## WORK INSTRUCTIONS
Copy the entries below from the line with "Each instance receives one point. Mark the double-hung" to the line with "Each instance receives one point. Mark the black", swapping "double-hung window" for "sash window" and leaving everything else unchanged.

## Start ENTRIES PROVIDED

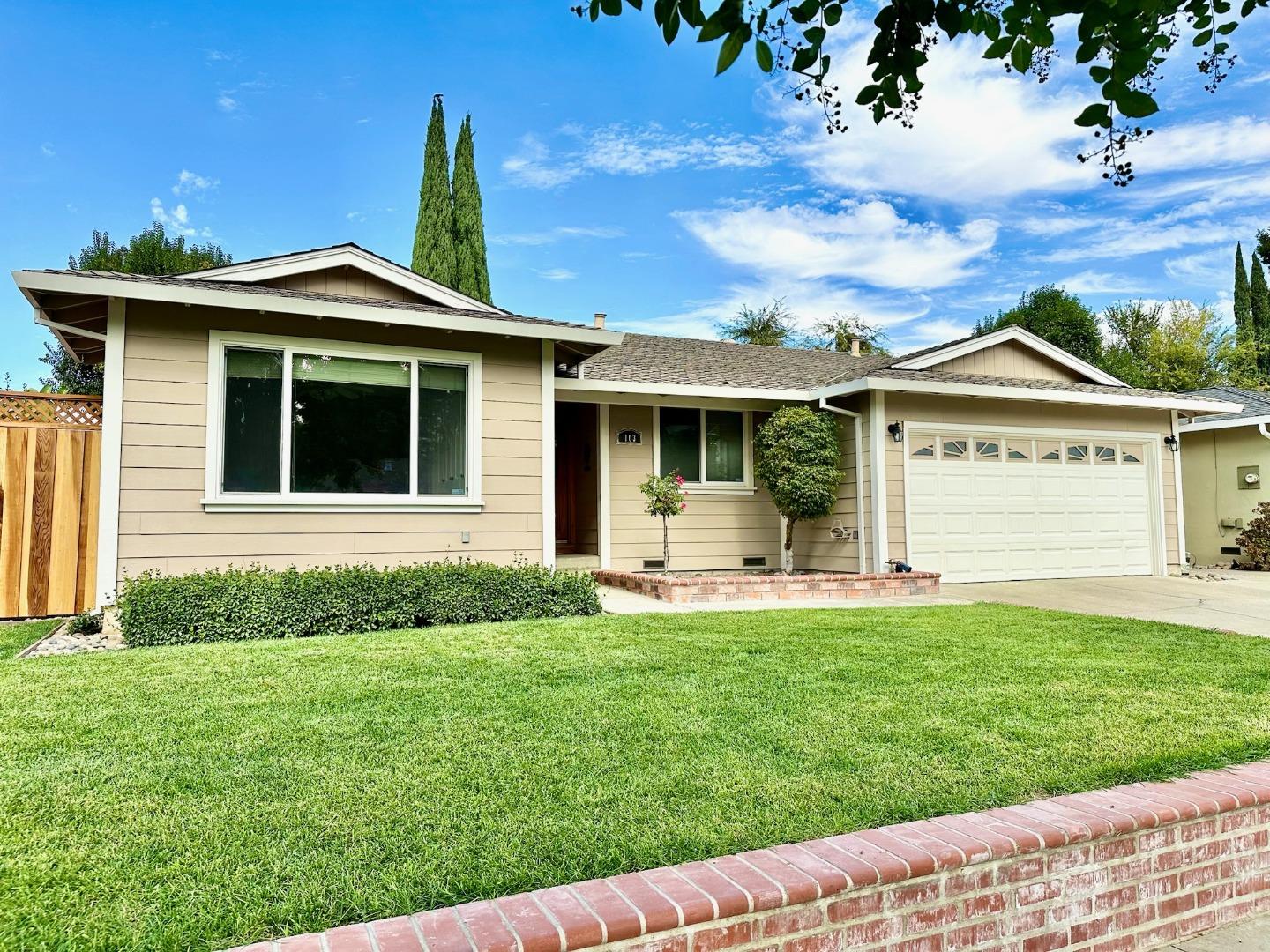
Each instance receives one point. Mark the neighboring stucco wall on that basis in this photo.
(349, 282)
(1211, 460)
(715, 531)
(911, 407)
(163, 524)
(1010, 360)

## End ENTRIES PROVIDED
## Start ENTRIES PROVIDED

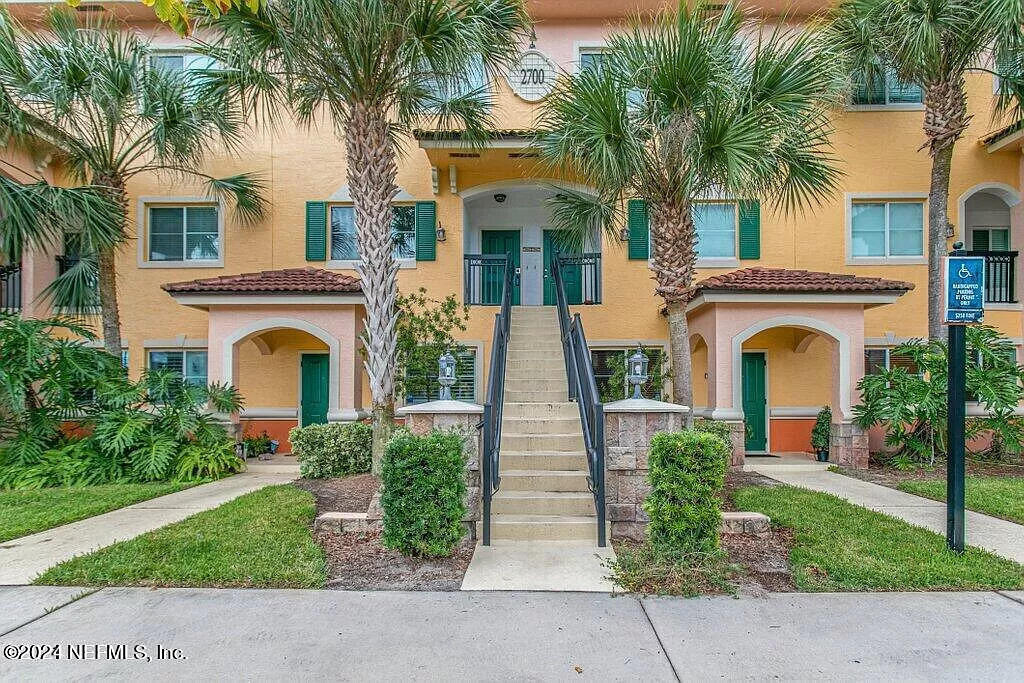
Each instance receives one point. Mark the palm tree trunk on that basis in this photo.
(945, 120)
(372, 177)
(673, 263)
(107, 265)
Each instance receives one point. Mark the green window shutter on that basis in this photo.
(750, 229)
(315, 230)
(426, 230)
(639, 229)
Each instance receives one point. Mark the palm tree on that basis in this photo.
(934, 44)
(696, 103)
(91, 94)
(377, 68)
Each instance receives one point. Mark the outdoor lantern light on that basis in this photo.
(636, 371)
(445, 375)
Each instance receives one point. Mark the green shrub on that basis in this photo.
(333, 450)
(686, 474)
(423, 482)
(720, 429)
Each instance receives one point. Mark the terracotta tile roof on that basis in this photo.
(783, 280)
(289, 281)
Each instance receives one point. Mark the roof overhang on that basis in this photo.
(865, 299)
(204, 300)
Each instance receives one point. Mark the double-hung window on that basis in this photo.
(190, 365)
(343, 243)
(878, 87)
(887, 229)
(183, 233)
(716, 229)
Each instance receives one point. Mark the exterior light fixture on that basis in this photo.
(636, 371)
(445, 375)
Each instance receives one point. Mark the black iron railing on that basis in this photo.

## End ENTRIES PROVIDED
## Start ENTRIES PROVIDED

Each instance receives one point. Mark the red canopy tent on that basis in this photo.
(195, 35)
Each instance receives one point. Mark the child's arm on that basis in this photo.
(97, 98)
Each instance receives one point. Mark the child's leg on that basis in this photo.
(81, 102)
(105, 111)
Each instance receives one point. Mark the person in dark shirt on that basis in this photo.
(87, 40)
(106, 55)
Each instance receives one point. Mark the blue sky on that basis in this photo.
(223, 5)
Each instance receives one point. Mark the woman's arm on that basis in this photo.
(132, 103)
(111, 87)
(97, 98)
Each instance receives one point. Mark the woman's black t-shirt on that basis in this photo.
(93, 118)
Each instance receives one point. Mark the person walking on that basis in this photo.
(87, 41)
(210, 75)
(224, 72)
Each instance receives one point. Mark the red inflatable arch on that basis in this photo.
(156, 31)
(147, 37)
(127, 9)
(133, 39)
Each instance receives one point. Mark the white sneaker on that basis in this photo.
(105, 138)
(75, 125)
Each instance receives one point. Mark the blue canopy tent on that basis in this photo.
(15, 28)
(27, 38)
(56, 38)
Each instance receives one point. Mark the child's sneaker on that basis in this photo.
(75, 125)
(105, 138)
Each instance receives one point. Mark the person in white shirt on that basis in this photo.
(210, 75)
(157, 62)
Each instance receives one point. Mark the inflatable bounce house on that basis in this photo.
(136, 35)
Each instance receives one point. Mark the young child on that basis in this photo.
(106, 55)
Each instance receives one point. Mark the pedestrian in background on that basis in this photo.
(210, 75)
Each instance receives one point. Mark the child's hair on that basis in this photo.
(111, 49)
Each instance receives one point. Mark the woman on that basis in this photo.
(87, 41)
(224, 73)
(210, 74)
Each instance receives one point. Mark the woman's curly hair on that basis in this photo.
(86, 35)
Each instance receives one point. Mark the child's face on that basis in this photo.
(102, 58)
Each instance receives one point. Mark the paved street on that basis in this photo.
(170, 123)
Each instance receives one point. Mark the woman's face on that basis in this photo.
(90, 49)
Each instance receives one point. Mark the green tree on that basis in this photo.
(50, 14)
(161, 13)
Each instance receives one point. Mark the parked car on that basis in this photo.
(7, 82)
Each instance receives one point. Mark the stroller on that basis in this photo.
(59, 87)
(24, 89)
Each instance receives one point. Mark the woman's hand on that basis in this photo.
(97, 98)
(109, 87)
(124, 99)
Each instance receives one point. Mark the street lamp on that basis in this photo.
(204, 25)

## End ENTRIES PROVIDED

## SOLUTION TO THE EXERCISE
Each instance receives one point. Mark the sash window on that basis in this photo.
(190, 365)
(343, 243)
(878, 87)
(887, 229)
(183, 233)
(716, 229)
Each instance receives one point. Mark the exterior light fixture on that basis in this photo.
(636, 371)
(445, 375)
Each instance receives one point. Mark the black iron railing on that basis in this photo.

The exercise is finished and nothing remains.